— Try it —
Please transcribe the data that follows, keeping every line exact.

— Records supplied —
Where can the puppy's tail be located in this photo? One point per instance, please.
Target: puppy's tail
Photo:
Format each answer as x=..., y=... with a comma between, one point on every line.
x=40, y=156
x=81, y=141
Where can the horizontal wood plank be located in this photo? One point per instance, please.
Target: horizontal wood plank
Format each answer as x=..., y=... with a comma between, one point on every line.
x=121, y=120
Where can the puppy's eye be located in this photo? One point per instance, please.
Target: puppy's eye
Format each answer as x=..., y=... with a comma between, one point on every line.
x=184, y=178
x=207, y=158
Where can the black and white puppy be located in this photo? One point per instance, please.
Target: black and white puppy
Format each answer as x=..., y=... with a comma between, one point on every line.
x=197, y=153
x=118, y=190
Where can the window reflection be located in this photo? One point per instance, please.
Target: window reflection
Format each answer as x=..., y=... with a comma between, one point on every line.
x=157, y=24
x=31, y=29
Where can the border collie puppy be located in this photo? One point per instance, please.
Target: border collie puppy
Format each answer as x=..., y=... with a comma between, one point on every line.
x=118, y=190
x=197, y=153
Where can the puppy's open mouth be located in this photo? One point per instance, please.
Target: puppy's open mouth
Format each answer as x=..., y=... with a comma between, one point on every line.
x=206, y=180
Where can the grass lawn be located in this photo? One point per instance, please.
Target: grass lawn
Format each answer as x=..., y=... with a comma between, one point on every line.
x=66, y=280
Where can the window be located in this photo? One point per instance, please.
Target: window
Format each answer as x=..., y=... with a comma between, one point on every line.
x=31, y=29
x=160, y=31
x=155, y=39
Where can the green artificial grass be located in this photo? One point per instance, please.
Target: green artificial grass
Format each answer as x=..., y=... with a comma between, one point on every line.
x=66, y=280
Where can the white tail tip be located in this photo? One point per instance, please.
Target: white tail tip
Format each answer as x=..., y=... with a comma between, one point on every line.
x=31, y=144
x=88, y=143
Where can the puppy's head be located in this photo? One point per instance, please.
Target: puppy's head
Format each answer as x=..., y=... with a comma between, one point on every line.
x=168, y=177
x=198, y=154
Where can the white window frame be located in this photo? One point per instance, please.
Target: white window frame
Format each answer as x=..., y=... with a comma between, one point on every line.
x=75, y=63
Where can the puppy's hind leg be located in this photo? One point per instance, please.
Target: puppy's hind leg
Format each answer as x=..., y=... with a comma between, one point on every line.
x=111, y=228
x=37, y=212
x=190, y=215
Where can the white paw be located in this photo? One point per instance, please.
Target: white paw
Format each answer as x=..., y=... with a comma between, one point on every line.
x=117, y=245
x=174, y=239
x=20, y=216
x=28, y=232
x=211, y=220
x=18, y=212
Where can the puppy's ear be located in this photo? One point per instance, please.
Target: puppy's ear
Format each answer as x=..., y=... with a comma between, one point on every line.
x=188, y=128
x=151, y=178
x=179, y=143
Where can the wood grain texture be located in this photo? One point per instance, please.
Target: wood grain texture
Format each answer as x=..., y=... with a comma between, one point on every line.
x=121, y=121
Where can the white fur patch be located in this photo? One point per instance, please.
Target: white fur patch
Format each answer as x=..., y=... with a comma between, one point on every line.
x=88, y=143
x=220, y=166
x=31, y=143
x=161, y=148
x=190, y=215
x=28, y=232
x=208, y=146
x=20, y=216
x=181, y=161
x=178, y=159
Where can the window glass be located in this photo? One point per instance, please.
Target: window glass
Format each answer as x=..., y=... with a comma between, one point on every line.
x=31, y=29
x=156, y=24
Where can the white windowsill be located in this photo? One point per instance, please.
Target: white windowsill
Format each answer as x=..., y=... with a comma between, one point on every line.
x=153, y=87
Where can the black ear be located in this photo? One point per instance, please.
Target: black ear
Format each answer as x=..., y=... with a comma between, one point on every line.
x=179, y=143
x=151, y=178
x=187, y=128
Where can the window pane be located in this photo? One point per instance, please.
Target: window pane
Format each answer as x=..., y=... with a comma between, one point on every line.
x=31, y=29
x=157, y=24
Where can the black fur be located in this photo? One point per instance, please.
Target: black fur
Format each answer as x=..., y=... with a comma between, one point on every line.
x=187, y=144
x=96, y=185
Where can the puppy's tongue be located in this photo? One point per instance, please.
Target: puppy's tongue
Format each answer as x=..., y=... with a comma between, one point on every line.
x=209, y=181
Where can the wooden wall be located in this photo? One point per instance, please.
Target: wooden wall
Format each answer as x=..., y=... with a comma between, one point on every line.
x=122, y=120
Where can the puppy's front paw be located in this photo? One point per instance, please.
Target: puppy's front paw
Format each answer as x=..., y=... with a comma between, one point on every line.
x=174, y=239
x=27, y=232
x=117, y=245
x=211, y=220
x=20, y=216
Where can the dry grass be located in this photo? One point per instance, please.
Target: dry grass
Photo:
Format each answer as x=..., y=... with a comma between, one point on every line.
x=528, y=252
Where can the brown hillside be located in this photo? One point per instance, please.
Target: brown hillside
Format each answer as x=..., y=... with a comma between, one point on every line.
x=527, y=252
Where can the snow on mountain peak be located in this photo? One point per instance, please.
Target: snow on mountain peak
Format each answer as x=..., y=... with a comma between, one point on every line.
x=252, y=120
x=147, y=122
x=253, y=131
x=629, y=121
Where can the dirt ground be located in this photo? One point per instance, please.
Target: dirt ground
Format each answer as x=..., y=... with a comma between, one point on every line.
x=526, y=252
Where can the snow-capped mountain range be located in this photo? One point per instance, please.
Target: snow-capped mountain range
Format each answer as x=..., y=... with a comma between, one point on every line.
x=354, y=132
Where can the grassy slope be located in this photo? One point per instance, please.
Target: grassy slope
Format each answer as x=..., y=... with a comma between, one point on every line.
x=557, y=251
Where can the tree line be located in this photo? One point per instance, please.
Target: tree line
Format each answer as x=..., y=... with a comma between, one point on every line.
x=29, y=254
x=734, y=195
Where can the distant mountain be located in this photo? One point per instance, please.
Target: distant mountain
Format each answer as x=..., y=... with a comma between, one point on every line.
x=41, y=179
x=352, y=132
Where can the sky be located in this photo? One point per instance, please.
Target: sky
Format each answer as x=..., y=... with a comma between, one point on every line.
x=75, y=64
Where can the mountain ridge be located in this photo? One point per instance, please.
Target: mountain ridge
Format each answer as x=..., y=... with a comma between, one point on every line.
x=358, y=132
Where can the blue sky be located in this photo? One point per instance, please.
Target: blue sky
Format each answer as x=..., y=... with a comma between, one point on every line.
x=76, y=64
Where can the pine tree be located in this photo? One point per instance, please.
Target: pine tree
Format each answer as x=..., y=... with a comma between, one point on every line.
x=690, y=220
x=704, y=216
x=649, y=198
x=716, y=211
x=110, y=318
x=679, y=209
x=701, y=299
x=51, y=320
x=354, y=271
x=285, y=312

— Response to the task —
Where can the puppy's tail be located in this photo? One point per instance, please.
Target: puppy's tail
Photo:
Format each answer as x=..., y=... with a comma between, one point on every line.
x=40, y=156
x=81, y=141
Where can the horizontal wood plank be located in this photo? One point per instance, please.
Target: horizontal wood plank
Format each answer as x=..., y=... with a comma between, one point on every line.
x=121, y=120
Where can the puppy's eye be located in this photo? One point per instance, please.
Target: puppy's eye
Format each answer as x=..., y=... with a comma between, one point on every line.
x=184, y=178
x=207, y=158
Where can the black and white puppy be located in this photo? One point per instance, please.
Target: black and white puppy
Format each answer as x=..., y=... with a comma between, one point on every line.
x=197, y=153
x=118, y=190
Where can the window reflection be located in this photo? One point per instance, please.
Target: window reflection
Format each answer as x=..., y=... with a comma between, one point on every line.
x=157, y=24
x=31, y=29
Where can the border collie puppy be located in this photo? One point per instance, please.
Target: border collie puppy
Format each answer as x=..., y=... with a comma between, one point on every line.
x=118, y=190
x=197, y=153
Where can the puppy's open mouth be located in this photo? One point per instance, please.
Target: puppy's open mouth
Format each answer as x=..., y=... with a comma between, one point on every line.
x=206, y=180
Where can the grass lawn be located in this photo? One point per instance, please.
Target: grass lawn
Format each answer as x=..., y=... with a comma between, one point on every line.
x=66, y=280
Where can the window be located in this photo? One point per instance, please.
Target: window
Format each answer as x=..., y=... with a comma between, one point on every line.
x=31, y=29
x=160, y=31
x=155, y=39
Where can the green artificial grass be located in this photo? One point per instance, please.
Target: green artificial grass
Format each answer as x=..., y=... with a comma between, one point on every line.
x=66, y=280
Where can the white tail tip be located in this photo? One point per instance, please.
Target: white tail tip
Format each answer as x=..., y=... with a comma between, one point on every line.
x=31, y=144
x=88, y=143
Where can the puppy's head be located in this photo? One point per instance, please.
Target: puppy's head
Format each answer as x=..., y=... with a comma between, one point on every line.
x=168, y=177
x=198, y=154
Where can the white window frame be located in this photo? One point per instance, please.
Target: white window frame
Format each answer as x=..., y=... with a comma between, one point on every line.
x=75, y=63
Where can the puppy's hind leg be located in this photo? One point per instance, please.
Target: puppy's hind leg
Format each answer as x=..., y=... with a comma between, one point on every line.
x=111, y=228
x=37, y=212
x=190, y=215
Where can the white paw be located in this photo? One point per instance, please.
Target: white paw
Format each answer as x=..., y=... with a comma between, one point on every line.
x=117, y=245
x=174, y=239
x=20, y=216
x=28, y=232
x=211, y=220
x=18, y=212
Where can the puppy's ear be located in this photo? One point per instance, please.
Target: puppy's ear
Format each answer as x=..., y=... with a comma between, one point on every line.
x=188, y=128
x=151, y=178
x=179, y=143
Where can the wood grain texture be located in this photo? One point per instance, please.
Target: wood grain texture
Format each answer as x=..., y=... with a comma between, one point on every line.
x=121, y=121
Where can the white fur patch be located in this photo? One point per instance, please.
Target: white fur patch
Format each answer as x=..., y=... with a comma between, one point on every line.
x=88, y=143
x=220, y=166
x=31, y=143
x=161, y=148
x=190, y=215
x=28, y=232
x=208, y=146
x=20, y=216
x=181, y=161
x=178, y=159
Where can the window glass be located in this photo? One point per instance, please.
Target: window glass
Format each answer as x=..., y=... with a comma between, one point on every line.
x=31, y=29
x=156, y=24
Where can the white windowsill be located in this photo? One point per instance, please.
Target: white windowsill
Format each answer as x=..., y=... with a comma between, one point on every line.
x=153, y=87
Where can the black ear be located in this photo? One point per instance, please.
Target: black ear
Format each answer as x=..., y=... with a comma between, one point on every line.
x=179, y=143
x=151, y=178
x=187, y=128
Where can the window pane be located in this photo? One point per instance, please.
Target: window pane
Format each answer as x=..., y=... with a comma between, one point on every line.
x=31, y=29
x=157, y=24
Where can the black fur be located in this photo? One point per instance, please.
Target: black fur
Format each answer as x=..., y=... with a comma between, one point on every line.
x=187, y=144
x=96, y=185
Where can the puppy's tongue be located in this photo? One point per instance, please.
Target: puppy's tongue
Format each answer as x=..., y=... with a comma between, one point on every line.
x=209, y=181
Where can the wooden wall be located in this photo? One point per instance, please.
Target: wooden wall
Format each answer as x=..., y=... with a comma between, one point on every line.
x=122, y=120
Where can the puppy's front paw be located in this photo? One point per instance, please.
Target: puppy's front paw
Format each answer as x=..., y=... with a comma between, one point on every line.
x=174, y=239
x=27, y=232
x=117, y=245
x=211, y=220
x=20, y=216
Where can the dry grass be located in this photo? One point per instance, please.
Target: dry grass
Photo:
Format each answer as x=..., y=... with a comma between, one point on every line.
x=528, y=252
Where can the brown hillside be located in this photo? One point per instance, please.
Target: brown hillside
Format each answer as x=..., y=... with a comma between, one point on every line.
x=527, y=252
Where can the snow on mountain peak be located in this photo? One point per instance, please.
Target: snow on mountain peak
Format each answer as x=..., y=... with a comma between, one point on every line.
x=252, y=120
x=147, y=122
x=253, y=131
x=629, y=121
Where can the dirt ground be located in this photo? One point per instance, please.
Target: dirt ground
Format each answer as x=..., y=... with a comma between, one point on every line.
x=526, y=252
Where can the snow-capped mountain range be located in this photo? One point per instance, please.
Target: snow-capped mountain range
Format each answer as x=..., y=... with a comma between, one point on every line.
x=354, y=132
Where can the grassy slope be located in this photo? One point per instance, please.
Target: grassy slope
Format each answer as x=..., y=... with a comma between, one point on every line.
x=557, y=251
Where can the tree line be located in this photo? One point per instance, please.
Target: tree line
Format each answer as x=..., y=... with a comma between, one point on every line.
x=29, y=254
x=734, y=195
Where can the distant mountain be located in this photo? One point per instance, please.
Target: distant mountain
Format each answer as x=..., y=... with a comma between, one point on every line.
x=41, y=179
x=352, y=132
Where can the sky be located in this photo? One point per instance, please.
Target: sky
Format each answer as x=..., y=... with a comma between, one point on every line.
x=75, y=64
Where can the mountain ridge be located in this photo? One point per instance, please.
Target: mountain ridge
Format each answer as x=..., y=... with a comma between, one point on every line.
x=358, y=132
Where can the blue sky be located in this photo? One point per instance, please.
Target: blue sky
Format each answer as x=..., y=... with a comma between, one point on every line.
x=76, y=64
Where can the pine tree be located in this photo? One point per instance, please.
Target: pine tree
Format each answer as x=..., y=... with a comma between, one point on every line.
x=690, y=220
x=704, y=216
x=649, y=198
x=716, y=211
x=110, y=318
x=679, y=209
x=701, y=299
x=51, y=320
x=354, y=271
x=285, y=312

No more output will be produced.